* Exercise material:
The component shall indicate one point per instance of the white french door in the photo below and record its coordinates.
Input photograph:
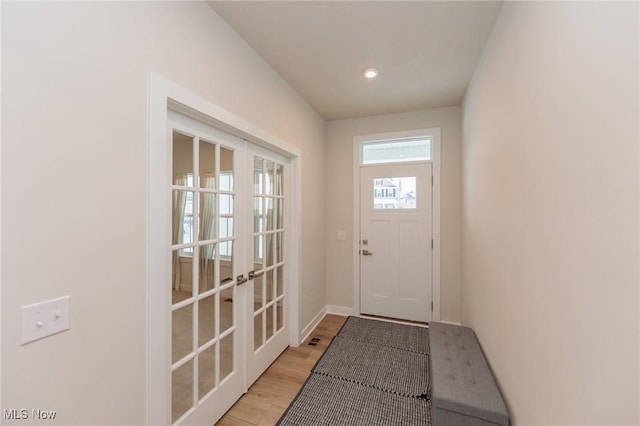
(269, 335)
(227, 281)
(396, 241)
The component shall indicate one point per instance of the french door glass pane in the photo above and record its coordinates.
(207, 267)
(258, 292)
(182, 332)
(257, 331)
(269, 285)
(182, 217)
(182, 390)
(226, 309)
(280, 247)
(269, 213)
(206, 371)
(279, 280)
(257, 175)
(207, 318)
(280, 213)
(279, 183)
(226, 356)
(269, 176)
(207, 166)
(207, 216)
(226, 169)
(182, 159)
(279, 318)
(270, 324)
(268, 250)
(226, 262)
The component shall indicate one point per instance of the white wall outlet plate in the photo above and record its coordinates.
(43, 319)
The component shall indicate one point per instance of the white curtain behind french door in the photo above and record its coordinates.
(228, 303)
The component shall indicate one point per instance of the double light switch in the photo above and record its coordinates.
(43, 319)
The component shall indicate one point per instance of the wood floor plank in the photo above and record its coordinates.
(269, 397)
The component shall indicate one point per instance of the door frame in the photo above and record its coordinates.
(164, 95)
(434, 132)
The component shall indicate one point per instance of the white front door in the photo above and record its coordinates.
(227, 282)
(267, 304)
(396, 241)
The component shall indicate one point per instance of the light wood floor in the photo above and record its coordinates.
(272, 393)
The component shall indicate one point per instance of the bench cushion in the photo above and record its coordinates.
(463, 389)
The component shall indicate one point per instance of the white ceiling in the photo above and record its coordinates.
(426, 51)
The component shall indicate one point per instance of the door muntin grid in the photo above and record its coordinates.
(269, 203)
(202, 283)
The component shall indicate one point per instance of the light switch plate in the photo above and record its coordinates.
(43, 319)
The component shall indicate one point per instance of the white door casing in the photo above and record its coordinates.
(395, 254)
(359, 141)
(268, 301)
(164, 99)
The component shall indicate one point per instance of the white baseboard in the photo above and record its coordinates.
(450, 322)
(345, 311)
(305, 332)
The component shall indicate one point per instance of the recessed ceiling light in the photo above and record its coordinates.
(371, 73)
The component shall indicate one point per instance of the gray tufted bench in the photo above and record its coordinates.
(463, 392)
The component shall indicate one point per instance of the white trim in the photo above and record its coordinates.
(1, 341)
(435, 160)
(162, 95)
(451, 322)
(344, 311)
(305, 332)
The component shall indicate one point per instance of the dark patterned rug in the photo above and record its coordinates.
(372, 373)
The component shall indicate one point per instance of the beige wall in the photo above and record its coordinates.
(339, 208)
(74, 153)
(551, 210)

---

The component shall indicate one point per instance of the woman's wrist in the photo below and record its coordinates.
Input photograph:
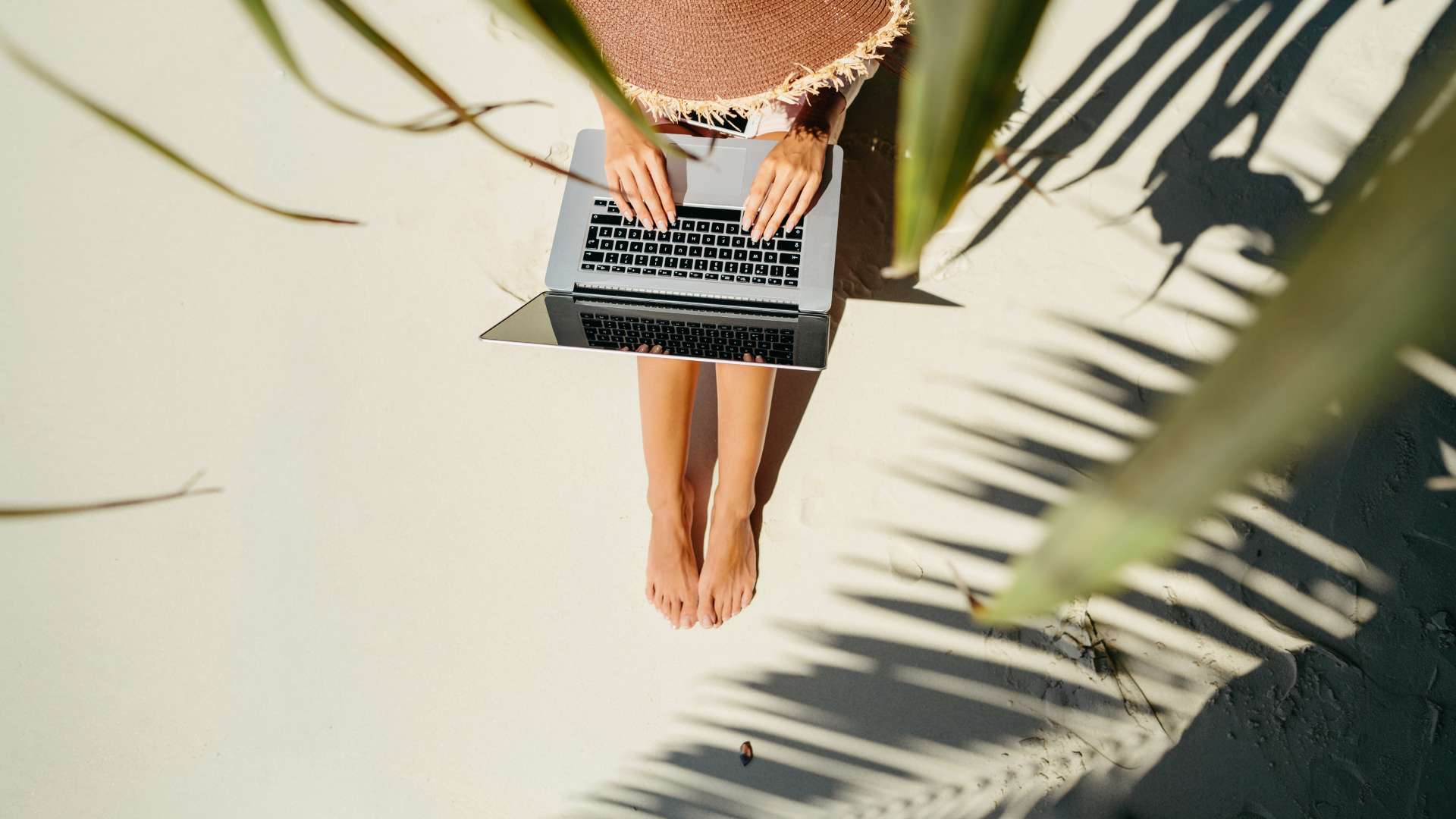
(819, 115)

* What the task requires: Gather every line of the listing above that contains the word "floor", and reproduce each such line in full.

* Response to the task:
The component shall indicate one point per instance of the wood floor plank in the photo above and record its coordinates.
The component shall indicate one point per instance of the light wood floor in the photo above and record its coordinates.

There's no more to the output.